Rédigez la suite de l'extrait de débat sur la Turquie, en reprenant juste après sa dernière phrase.

Texte à lire.
- - -

L’année 2014 semble présenter de nombreux défis à cause de l’élection présidentielle, de l’ambition de M. Erdogan de devenir président, et parce que M. Erdogan et ses partisans veulent qu’il y ait une présidence avec des pouvoirs exécutifs. En 2014, d’après les règles des partis au pouvoir, M. Erdogan et plusieurs autres dirigeants du parti devront démissionner parce qu’un membre du parti ne peut pas être élu pour plus de trois mandats. Il semble y avoir un engagement véritable envers cela, mais cela soulève également la question du renouvellement de la direction du parti et de la continuité de la stabilité gouvernementale au-delà de 2014. Je terminerai mon exposé ainsi.
La présidente: Monsieur O’Daly, merci de ce survol de nombreux sujets. Vous ne serez pas surpris d’apprendre que j’ai une longue liste de sénateurs qui veulent vous poser des questions.
Le sénateur Downe: Merci de votre exposé. Je remarque que vous avez parlé de la demande de la Turquie pour devenir membre de l’Union européenne. Je sais que les dirigeants travaillent sur divers chapitres, mais est-il possible que cela se concrétise au cours de la prochaine décennie?

- - -

Items répertoriés.
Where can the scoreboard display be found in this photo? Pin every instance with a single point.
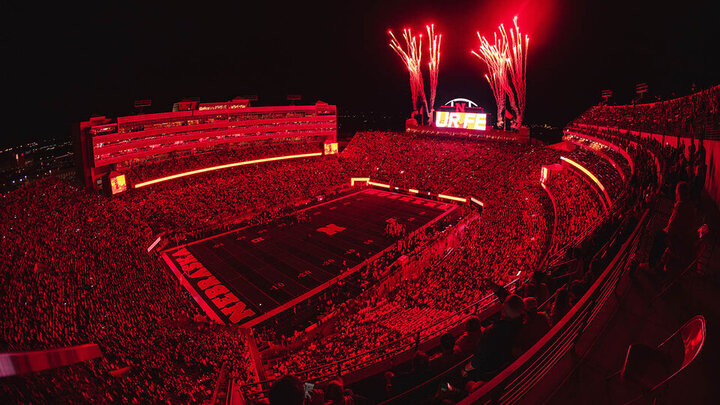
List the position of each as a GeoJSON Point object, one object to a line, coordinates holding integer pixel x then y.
{"type": "Point", "coordinates": [461, 113]}
{"type": "Point", "coordinates": [118, 184]}
{"type": "Point", "coordinates": [464, 120]}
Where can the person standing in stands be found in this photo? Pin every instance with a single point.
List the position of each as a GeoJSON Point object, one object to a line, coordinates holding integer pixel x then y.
{"type": "Point", "coordinates": [680, 230]}
{"type": "Point", "coordinates": [536, 325]}
{"type": "Point", "coordinates": [495, 348]}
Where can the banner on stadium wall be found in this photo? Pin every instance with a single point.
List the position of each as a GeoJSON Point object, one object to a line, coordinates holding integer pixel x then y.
{"type": "Point", "coordinates": [28, 362]}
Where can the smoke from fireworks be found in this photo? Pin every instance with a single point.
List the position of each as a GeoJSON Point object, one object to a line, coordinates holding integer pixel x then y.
{"type": "Point", "coordinates": [411, 55]}
{"type": "Point", "coordinates": [506, 60]}
{"type": "Point", "coordinates": [494, 57]}
{"type": "Point", "coordinates": [434, 64]}
{"type": "Point", "coordinates": [517, 67]}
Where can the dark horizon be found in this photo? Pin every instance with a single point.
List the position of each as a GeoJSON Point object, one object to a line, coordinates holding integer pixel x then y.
{"type": "Point", "coordinates": [66, 64]}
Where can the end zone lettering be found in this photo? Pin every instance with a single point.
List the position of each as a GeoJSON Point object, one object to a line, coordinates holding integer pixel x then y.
{"type": "Point", "coordinates": [216, 293]}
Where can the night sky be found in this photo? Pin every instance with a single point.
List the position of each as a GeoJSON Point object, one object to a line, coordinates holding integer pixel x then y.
{"type": "Point", "coordinates": [63, 63]}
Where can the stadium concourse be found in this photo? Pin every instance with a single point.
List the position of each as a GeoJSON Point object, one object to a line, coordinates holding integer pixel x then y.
{"type": "Point", "coordinates": [473, 293]}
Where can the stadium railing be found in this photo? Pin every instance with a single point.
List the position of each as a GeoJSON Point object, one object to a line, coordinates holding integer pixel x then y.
{"type": "Point", "coordinates": [554, 357]}
{"type": "Point", "coordinates": [380, 358]}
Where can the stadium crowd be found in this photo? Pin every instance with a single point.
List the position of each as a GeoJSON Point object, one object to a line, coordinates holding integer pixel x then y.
{"type": "Point", "coordinates": [76, 270]}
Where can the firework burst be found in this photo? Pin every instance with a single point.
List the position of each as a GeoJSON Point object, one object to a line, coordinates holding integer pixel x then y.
{"type": "Point", "coordinates": [434, 64]}
{"type": "Point", "coordinates": [506, 60]}
{"type": "Point", "coordinates": [411, 55]}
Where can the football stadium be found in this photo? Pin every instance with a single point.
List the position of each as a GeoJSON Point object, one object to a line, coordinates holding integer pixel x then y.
{"type": "Point", "coordinates": [248, 250]}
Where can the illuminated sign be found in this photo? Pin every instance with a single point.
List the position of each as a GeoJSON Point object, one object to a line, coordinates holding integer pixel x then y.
{"type": "Point", "coordinates": [465, 120]}
{"type": "Point", "coordinates": [462, 102]}
{"type": "Point", "coordinates": [464, 114]}
{"type": "Point", "coordinates": [331, 148]}
{"type": "Point", "coordinates": [118, 184]}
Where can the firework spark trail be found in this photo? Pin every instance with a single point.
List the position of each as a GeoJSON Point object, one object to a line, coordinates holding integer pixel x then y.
{"type": "Point", "coordinates": [506, 57]}
{"type": "Point", "coordinates": [434, 64]}
{"type": "Point", "coordinates": [411, 55]}
{"type": "Point", "coordinates": [517, 67]}
{"type": "Point", "coordinates": [494, 56]}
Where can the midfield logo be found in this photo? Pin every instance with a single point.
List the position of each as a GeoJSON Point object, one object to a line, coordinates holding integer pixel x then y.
{"type": "Point", "coordinates": [331, 229]}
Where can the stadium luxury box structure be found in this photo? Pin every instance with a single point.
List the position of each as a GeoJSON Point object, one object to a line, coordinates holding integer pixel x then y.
{"type": "Point", "coordinates": [107, 148]}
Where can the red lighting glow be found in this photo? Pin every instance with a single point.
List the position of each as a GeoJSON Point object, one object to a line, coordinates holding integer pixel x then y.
{"type": "Point", "coordinates": [411, 55]}
{"type": "Point", "coordinates": [589, 174]}
{"type": "Point", "coordinates": [475, 121]}
{"type": "Point", "coordinates": [227, 166]}
{"type": "Point", "coordinates": [118, 184]}
{"type": "Point", "coordinates": [506, 60]}
{"type": "Point", "coordinates": [453, 198]}
{"type": "Point", "coordinates": [354, 180]}
{"type": "Point", "coordinates": [372, 183]}
{"type": "Point", "coordinates": [331, 148]}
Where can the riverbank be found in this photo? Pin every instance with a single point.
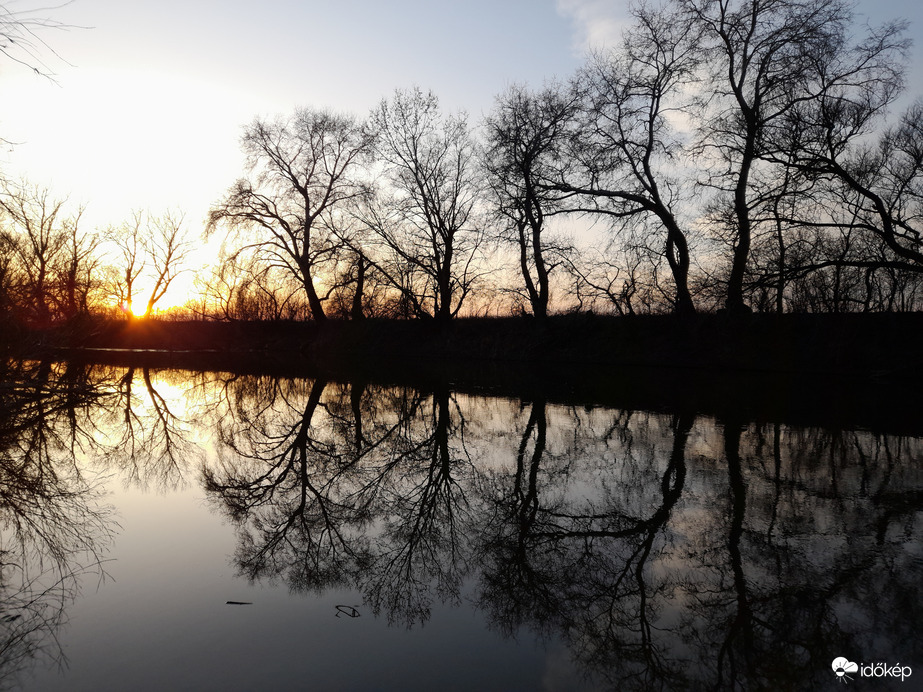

- - -

Réponse proposée.
M. O’Daly: Non, je ne crois pas, pour diverses raisons, la première étant les préoccupations graves concernant la position de l’opinion publique dans l’Union européenne contre l’entrée de la Turquie.
Un autre facteur est qu’il reste beaucoup à faire en Turquie sur des questions comme les droits de la personne, les droits individuels et la liberté d’expression, qui est un sujet dont vous avez discuté lors de vos séances précédentes.
Enfin, à cause de la crise de la zone euro et parce que la Turquie joue un rôle plus actif sur la scène internationale et que le pays veut devenir un pouvoir régional, il a progressé sur divers aspects. La crise en Europe et la confiance retrouvée de la Turquie au cours des récentes années a rendu son adhésion à l’Union européenne moins attrayante que par le passé. D’après nous, une combinaison de ces facteurs rend peu probable que la Turquie se joigne à l’Union européenne au cours de la prochaine décennie.
Le sénateur Downe: Merci. Le gouvernement précédent, surtout les anciens chefs militaires de la Turquie, était très près d’Israël, mais j’ai lu dans un journal canadien cette semaine que le premier ministre de la Turquie a dit d’Israël que c’était un État terroriste.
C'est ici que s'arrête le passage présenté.